▶ [TASK TO CARRY OUT]: Swap "pink" for "white" throughout the items below and reproduce them with nothing else altered.

▶ [Location annotation dataset items]:

## BEGIN

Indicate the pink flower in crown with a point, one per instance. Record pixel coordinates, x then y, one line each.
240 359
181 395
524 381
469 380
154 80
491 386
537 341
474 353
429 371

## END

▶ [ANSWER TO THE PROBLEM]:
Indicate the white flower in crown with a point, one per instance. Record pixel coordinates, x then y, one line each.
240 359
181 395
524 381
469 380
154 80
491 386
537 341
474 353
429 371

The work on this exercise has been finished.